▶ _Given request_: Print the line containing "the cat's folded ear" and each line after it through the end, please, with nothing added.

▶ _Working data_:
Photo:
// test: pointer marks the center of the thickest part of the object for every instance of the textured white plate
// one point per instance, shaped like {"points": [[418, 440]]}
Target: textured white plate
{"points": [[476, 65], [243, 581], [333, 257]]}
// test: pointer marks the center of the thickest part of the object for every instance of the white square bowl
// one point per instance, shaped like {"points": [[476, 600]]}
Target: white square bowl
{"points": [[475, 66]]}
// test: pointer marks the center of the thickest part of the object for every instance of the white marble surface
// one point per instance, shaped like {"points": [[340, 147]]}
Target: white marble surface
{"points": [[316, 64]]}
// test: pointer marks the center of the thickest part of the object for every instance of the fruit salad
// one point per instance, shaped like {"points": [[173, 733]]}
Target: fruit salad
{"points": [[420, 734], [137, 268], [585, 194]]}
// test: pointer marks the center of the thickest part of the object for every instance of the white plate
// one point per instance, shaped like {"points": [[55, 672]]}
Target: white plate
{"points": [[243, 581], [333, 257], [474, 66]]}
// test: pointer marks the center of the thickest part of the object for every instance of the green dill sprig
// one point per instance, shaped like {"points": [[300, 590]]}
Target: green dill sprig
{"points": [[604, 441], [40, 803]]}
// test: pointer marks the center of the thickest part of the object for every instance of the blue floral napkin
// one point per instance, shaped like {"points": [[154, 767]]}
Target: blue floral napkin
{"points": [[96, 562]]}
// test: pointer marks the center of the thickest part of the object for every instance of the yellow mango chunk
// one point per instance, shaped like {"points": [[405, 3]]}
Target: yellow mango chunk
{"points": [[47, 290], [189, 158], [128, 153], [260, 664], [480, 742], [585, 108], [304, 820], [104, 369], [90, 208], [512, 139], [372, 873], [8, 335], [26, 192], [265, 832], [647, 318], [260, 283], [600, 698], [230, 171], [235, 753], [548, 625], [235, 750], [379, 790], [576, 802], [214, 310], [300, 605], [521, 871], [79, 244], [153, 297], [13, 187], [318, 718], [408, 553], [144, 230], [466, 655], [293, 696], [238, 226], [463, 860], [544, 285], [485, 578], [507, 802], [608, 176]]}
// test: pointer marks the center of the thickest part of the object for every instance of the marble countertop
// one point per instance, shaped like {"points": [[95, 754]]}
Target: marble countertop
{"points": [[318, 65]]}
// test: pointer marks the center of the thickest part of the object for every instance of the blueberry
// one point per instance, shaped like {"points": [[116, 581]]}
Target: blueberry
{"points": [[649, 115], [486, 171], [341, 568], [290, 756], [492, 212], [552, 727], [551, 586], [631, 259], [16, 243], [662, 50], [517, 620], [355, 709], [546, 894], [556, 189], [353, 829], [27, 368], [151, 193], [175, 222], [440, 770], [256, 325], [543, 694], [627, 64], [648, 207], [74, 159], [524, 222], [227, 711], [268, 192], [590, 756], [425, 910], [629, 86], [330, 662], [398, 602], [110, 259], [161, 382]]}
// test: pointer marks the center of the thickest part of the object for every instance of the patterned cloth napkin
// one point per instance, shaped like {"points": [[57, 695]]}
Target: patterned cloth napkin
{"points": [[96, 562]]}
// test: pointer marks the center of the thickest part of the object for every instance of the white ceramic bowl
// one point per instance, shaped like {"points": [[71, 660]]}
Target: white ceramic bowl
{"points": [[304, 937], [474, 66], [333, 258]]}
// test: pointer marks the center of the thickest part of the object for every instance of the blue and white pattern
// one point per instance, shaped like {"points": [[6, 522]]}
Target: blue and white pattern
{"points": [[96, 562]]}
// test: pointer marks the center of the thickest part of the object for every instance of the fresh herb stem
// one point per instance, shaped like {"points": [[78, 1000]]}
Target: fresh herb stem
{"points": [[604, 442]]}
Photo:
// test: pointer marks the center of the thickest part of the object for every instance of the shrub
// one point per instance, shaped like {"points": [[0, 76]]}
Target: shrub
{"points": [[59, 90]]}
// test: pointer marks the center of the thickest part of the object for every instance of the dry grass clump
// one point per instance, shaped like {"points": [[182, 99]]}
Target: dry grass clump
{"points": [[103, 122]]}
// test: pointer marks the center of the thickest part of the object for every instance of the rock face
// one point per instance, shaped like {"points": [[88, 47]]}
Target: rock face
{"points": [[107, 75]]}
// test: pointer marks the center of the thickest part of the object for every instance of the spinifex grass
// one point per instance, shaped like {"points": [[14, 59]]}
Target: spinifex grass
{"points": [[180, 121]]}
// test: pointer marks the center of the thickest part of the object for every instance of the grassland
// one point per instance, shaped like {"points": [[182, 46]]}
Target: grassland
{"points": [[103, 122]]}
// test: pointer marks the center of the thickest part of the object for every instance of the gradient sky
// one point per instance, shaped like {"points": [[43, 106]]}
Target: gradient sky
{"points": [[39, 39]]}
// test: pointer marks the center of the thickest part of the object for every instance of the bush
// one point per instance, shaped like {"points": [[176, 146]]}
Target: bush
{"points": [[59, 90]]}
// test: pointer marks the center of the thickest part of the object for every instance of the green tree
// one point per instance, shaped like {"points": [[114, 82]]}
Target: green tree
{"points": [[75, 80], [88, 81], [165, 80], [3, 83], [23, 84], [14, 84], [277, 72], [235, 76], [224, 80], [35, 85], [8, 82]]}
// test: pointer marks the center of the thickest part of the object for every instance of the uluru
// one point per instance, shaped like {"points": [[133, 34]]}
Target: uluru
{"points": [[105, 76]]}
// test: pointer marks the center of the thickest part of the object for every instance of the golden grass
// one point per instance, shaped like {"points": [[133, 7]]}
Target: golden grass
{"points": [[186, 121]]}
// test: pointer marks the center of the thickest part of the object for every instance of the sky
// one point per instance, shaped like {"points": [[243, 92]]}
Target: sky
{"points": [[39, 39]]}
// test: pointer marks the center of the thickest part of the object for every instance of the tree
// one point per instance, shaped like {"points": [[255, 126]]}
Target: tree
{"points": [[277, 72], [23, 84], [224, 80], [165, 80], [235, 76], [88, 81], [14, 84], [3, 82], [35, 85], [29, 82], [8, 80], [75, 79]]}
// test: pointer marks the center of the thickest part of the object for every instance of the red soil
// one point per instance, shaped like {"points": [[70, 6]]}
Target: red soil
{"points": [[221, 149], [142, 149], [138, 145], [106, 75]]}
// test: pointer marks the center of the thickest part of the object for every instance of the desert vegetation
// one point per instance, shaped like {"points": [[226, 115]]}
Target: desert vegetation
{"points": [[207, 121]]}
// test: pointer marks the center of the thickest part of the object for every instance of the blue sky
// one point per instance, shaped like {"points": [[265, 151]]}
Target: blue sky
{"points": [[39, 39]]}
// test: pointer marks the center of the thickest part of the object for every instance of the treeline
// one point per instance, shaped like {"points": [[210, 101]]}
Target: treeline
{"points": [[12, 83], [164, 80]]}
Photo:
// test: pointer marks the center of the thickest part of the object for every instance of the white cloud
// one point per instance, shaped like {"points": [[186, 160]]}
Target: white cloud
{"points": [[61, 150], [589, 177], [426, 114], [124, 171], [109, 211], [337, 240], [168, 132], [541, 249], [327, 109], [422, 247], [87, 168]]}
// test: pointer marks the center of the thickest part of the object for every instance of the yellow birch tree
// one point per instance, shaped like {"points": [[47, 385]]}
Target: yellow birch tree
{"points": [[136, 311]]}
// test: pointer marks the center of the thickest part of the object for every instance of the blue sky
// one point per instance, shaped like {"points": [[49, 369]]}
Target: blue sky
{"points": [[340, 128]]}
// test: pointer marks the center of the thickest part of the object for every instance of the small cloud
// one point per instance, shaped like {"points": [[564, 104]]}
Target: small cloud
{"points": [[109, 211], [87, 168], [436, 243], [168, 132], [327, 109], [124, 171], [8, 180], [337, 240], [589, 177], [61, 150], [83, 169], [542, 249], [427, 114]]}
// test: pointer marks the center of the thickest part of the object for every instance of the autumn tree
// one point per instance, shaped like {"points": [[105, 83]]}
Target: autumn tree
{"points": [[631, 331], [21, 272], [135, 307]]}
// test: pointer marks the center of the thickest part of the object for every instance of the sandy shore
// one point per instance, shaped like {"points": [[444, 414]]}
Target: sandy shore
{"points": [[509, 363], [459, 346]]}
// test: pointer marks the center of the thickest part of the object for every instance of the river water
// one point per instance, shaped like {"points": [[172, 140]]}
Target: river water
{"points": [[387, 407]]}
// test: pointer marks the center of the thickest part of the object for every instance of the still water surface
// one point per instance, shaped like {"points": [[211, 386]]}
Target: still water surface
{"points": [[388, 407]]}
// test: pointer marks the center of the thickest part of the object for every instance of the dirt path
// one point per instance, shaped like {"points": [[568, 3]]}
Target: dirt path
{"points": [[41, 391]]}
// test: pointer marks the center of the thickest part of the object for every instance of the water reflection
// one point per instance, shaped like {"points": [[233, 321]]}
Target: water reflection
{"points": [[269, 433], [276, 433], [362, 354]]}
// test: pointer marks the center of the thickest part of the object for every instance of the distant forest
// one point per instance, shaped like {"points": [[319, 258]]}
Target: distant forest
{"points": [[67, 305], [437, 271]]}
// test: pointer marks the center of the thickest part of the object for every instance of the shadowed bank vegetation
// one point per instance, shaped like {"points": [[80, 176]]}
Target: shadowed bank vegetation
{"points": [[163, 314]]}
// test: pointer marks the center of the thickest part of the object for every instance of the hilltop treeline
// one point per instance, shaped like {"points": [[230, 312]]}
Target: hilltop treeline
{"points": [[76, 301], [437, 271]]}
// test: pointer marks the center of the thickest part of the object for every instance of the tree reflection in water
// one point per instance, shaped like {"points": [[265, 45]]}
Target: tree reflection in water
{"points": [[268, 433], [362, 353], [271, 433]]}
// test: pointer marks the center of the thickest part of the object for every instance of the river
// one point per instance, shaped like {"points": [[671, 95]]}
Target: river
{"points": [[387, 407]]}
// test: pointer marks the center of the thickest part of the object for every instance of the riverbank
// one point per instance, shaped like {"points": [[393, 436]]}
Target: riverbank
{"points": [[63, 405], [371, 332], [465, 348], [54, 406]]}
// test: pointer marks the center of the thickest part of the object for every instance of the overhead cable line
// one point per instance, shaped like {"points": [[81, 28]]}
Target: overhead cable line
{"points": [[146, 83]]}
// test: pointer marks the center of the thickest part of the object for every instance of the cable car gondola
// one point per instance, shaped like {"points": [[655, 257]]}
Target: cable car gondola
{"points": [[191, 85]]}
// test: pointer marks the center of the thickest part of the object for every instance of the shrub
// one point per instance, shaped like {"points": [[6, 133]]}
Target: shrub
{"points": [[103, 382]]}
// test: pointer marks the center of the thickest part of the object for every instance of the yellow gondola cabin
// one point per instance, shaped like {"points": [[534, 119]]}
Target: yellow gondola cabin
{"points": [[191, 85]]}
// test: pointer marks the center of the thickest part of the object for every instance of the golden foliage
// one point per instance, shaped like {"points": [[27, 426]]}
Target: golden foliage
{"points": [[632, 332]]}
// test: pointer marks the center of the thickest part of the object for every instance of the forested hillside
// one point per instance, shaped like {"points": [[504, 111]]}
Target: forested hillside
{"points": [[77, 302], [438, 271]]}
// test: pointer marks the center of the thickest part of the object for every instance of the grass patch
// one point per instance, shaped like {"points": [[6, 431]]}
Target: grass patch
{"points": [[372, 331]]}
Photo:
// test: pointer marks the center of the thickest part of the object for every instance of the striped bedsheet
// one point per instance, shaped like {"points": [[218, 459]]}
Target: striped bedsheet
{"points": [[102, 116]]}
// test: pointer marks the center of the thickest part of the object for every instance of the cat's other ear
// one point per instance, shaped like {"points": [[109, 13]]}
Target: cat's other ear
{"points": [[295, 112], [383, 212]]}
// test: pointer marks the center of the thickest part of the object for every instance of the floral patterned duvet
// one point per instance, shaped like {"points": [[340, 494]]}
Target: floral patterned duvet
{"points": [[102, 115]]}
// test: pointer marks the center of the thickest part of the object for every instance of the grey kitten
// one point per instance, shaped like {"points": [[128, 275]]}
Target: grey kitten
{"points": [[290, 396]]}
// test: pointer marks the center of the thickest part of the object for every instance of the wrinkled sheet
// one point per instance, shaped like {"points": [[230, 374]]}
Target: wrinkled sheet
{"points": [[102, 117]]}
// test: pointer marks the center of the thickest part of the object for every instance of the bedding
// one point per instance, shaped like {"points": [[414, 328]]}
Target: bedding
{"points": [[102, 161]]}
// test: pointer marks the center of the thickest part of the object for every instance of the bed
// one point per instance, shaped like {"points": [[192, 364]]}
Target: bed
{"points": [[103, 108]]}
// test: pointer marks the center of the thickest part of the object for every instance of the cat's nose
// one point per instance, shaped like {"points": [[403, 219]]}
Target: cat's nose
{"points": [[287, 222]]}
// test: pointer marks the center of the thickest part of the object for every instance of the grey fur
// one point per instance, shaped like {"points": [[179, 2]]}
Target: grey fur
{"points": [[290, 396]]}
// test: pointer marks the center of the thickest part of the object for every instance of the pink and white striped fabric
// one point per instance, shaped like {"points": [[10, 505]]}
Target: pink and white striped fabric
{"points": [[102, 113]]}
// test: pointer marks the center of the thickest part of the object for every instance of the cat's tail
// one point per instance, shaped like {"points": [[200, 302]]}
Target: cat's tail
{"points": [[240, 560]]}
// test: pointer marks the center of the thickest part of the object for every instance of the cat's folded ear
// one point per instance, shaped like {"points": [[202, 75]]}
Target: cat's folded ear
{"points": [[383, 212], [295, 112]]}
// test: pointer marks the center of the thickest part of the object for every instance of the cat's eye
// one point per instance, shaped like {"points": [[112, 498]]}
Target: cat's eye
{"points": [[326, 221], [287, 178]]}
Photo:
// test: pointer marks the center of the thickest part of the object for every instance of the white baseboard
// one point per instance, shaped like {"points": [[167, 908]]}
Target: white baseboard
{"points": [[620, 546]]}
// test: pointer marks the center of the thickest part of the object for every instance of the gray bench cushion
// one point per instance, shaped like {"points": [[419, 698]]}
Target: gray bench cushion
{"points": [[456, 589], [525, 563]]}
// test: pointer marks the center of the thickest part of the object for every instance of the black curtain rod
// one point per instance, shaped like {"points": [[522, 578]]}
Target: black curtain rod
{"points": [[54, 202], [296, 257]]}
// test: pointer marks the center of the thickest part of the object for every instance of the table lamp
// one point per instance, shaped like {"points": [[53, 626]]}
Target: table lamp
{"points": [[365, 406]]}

▶ _Task response_:
// test: pointer marks the center of the thickest part of the object for every instance of the cat's folded ear
// one point per instance, shaped like {"points": [[202, 75]]}
Target: cat's folded ear
{"points": [[383, 212], [295, 112]]}
// test: pointer marks the center of the thickest part of the object for every instance of the cat's eye
// one point per instance, shaped like {"points": [[112, 498]]}
Target: cat's eye
{"points": [[326, 221], [287, 178]]}
Photo:
// test: pointer marks the center of the thickest part of the object for every instance of the white baseboard
// one point per instance, shaped like {"points": [[167, 908]]}
Target: white baseboard
{"points": [[620, 546]]}
// test: pointer marks the center of the thickest part of the object for every instance of the gray bench cushion
// one point per instance, shaped like {"points": [[419, 698]]}
Target: gray bench cushion
{"points": [[456, 589], [525, 563]]}
// test: pointer marks the center of the thickest part of the object for every instance of the black curtain rod
// one point per instance, shaped like {"points": [[522, 578]]}
Target: black curtain rod
{"points": [[54, 202], [296, 257]]}
// test: pointer marks the center of the thickest part of the object for every instance of the table lamp
// one point per instance, shaped like {"points": [[53, 626]]}
Target: table lamp
{"points": [[365, 406]]}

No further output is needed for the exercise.